+++ Text shown +++


Backstory Archive

August, 2014
Jay Root wins the August Sidney Award for “Hurting for Work,” a Texas Tribune series, which illustrates how laissez-faire policies created the “Texas Miracle” on the backs of workers.
July, 2014
Esther Kaplan wins the July Sidney Award for “Losing Sparta: The Bitter Truth About the Gospel Of Productivity” a feature in The Virginia Quarterly Review which describes how a Philips lighting plant in Sparta, Tennessee got off-shored to Mexico, despite being the most productive plant in the country.
June, 2014
Beth Schwartzapfel wins the June Sidney Award for “The Great American Chain Gang” a feature in The American Prospect that explores a vast but little-known workforce inside the U.S. prison system, where 870,000 inmates work full time with practically no rights at work.
May, 2014
Chris Hayes wins the May Sidney Award for “The New Abolitionism,” a provocative feature in The Nation in which he argues that fossil fuel companies must forfeit $10 trillion in wealth in order to save human civilization, a demand he says is no less urgent, and no less radical than the abolitionist ultimatum that slaveholders give up the vast wealth they held in human bondage.
April, 2014
Carol Marbin Miller and Audra D.S. Burch of the Miami Herald win the April Sidney Award for "Innocents Lost", an investigative multi-media package profiling some 477 Florida children who died after the state’s child protection authorities investigated their families for abuse or neglect but failed to take them into care.
March, 2014
Moshe Marvit wins the March Sidney Award for his Nation magazine feature “How Crowdworkers Became Ghosts in the Digital Machine,” which shines a spotlight on a hidden workforce in which millions of digital pieceworkers toil online at home for less than minimum wage, executing repetitive “microtasks” for brokers like Amazon’s Mechanical Turk.
February, 2014
Amanda Hess wins the February Sidney Award for her provocative Pacific Standard essay describing the abuse that female journalists disproportionately encounter online and the implications of this phenomenon for women’s equality in the public sphere.

+++ Data extracts +++

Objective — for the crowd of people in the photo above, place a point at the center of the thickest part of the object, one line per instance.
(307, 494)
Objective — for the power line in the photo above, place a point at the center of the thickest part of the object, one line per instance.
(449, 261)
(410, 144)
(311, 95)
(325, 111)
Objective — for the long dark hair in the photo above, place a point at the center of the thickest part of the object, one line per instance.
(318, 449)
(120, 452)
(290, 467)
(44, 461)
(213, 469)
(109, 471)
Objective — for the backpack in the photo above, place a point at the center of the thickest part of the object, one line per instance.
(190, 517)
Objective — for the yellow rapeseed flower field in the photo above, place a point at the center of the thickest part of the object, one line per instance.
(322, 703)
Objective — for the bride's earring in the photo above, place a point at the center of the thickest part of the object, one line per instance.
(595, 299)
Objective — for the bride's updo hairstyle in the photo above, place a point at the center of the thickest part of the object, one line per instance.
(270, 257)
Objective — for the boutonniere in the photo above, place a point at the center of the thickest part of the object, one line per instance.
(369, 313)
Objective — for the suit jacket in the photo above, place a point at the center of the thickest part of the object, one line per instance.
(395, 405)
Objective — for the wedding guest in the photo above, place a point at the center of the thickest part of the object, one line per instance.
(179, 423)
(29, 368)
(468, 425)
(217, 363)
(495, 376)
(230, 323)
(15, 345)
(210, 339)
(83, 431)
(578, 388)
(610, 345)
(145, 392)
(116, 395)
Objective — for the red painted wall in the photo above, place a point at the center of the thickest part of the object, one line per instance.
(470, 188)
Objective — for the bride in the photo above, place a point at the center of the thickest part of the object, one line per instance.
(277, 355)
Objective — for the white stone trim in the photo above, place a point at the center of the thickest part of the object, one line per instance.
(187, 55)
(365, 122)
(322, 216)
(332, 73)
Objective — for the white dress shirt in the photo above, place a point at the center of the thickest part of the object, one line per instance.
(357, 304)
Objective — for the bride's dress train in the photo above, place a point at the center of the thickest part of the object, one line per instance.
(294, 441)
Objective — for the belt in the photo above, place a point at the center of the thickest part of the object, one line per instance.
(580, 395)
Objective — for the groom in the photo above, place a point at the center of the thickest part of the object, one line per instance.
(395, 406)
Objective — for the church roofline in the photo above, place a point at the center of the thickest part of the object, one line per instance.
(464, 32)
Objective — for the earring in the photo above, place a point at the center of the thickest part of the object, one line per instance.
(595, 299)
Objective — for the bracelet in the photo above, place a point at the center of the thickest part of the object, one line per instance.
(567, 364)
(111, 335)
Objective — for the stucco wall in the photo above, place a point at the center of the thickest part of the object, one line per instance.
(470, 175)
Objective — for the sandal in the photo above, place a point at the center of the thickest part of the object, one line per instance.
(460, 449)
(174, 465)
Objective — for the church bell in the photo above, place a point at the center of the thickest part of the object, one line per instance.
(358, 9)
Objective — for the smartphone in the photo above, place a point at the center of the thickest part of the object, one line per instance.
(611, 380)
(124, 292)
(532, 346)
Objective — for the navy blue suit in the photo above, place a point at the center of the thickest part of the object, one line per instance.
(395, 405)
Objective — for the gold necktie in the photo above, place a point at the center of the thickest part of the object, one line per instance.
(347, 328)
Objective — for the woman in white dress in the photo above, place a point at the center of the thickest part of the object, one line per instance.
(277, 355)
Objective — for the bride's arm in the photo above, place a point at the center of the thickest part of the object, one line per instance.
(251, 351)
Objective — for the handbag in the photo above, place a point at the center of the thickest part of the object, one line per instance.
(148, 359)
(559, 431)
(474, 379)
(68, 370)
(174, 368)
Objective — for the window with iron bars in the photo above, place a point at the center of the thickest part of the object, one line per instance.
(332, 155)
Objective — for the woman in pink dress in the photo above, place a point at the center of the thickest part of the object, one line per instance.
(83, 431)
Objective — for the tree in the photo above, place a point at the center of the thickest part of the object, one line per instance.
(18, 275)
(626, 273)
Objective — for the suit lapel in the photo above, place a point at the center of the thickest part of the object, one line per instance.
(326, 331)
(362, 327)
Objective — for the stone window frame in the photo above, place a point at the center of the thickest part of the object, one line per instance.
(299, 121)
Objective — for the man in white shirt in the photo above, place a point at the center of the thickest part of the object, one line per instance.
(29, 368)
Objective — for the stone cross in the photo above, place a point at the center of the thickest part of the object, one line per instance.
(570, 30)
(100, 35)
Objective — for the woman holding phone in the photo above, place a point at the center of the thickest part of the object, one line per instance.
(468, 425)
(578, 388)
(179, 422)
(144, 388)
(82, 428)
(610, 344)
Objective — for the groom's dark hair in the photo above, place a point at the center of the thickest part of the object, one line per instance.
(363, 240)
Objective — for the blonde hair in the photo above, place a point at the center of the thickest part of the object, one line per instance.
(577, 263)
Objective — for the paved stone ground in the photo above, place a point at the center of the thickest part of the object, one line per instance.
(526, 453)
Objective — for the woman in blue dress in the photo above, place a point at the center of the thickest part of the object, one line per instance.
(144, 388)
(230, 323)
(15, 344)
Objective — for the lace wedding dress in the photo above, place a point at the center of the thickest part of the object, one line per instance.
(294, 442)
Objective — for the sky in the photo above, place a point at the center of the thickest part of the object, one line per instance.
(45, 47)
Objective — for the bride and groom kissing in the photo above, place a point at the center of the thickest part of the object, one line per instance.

+++

Tasks to complete:
- 1) In the Sidney Award archive, how many inmates does the June 2014 winning feature say work full time inside the U.S. prison system?
- 2) Continue the Sidney Award archive from where it stops, following the pattern of its entries.

Responses:
- 1) 870,000

- 2)
January, 2014
Gabriel Thompson wins the January Sidney Award for The Caretakers, a profile of the Latino immigrants who toil in obscurity to keep the nation’s golf greens manicured. In an unusual move for a sports magazine, Golf Digest commissioned this piece, published in English and Spanish, to enhance their readers’ understanding of Latino immigrants in the golf industry.
December, 2013
Nancy Updike and Nikole Hannah-Jones win the December Sidney Award for House Rules, This American Life’s gripping, revelatory history of The Fair Housing Act, landmark civil rights legislation designed to reverse decades of racist housing policy and segregation. The program is based on Hannah-Jones' reporting for ProPublica.
November, 2013
FRONTLINE wins the November Sidney Award for League of Denial: The NFL’s Concussion Crisis, a major investigation that reveals what the National Football League knew about post-concussion brain damage, and when it knew it. This groundbreaking reporting shows how the NFL covered up the link between repeated concussions on the field and early-onset dementia.
October, 2013
Megan Twohey wins the October Sidney Award for The Child Exchange, a groundbreaking five-part exposé of a subculture where adoptive parents give their children away to strangers over the internet with no oversight from social workers or the courts. Children may find themselves bounced from one unfit home to another or even handed over to sex offenders.
September, 2013
Sam Stein wins the September Sidney Award for exposing how sequestration is crippling vital federal programs, including the public defender system, education, health care, and medical research.